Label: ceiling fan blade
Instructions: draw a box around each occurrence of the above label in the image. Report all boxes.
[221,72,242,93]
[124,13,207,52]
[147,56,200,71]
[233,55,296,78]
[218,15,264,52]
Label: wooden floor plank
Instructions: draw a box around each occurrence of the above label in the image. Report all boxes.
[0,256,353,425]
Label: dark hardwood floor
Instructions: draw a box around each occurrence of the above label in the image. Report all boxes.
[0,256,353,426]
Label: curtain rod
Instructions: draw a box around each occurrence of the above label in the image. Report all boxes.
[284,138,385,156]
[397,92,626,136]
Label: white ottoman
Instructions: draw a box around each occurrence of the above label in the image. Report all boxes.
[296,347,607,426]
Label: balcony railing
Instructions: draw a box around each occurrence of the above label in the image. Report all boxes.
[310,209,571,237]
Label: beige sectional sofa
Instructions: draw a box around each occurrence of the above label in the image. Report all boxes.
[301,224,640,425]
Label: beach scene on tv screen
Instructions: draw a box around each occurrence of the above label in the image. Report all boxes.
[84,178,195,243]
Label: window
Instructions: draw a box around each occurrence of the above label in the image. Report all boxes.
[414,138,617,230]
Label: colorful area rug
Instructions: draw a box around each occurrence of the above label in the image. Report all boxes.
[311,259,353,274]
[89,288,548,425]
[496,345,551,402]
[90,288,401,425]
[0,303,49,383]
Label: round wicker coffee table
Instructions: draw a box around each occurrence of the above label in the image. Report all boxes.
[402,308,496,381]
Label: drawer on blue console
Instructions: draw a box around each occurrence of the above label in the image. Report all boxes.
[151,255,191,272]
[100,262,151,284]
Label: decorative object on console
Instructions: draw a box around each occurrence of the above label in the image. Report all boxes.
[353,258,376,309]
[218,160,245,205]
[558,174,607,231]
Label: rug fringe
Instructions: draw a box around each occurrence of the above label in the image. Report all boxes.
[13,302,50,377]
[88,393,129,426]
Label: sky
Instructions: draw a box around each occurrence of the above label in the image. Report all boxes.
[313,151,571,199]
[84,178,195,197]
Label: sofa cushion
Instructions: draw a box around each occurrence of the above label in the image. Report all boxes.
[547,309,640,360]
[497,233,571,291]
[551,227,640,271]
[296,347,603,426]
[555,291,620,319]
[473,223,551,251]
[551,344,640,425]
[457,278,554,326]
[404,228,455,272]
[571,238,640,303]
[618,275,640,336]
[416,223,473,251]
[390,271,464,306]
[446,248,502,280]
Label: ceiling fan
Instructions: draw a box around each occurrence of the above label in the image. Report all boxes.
**********
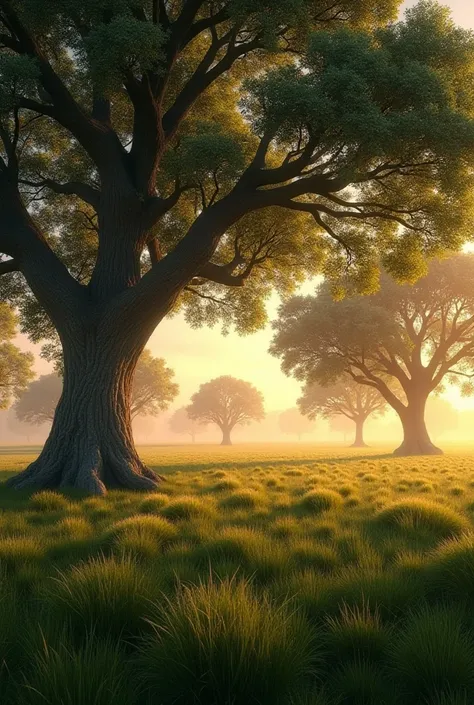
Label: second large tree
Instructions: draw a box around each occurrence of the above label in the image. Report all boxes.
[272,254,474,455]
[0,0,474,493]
**********
— WRITTEN EXERCISE —
From the data above, copy out each line that contains the word "console".

— OUTPUT BELOW —
Label: drawer on blue console
Label: decorative object on console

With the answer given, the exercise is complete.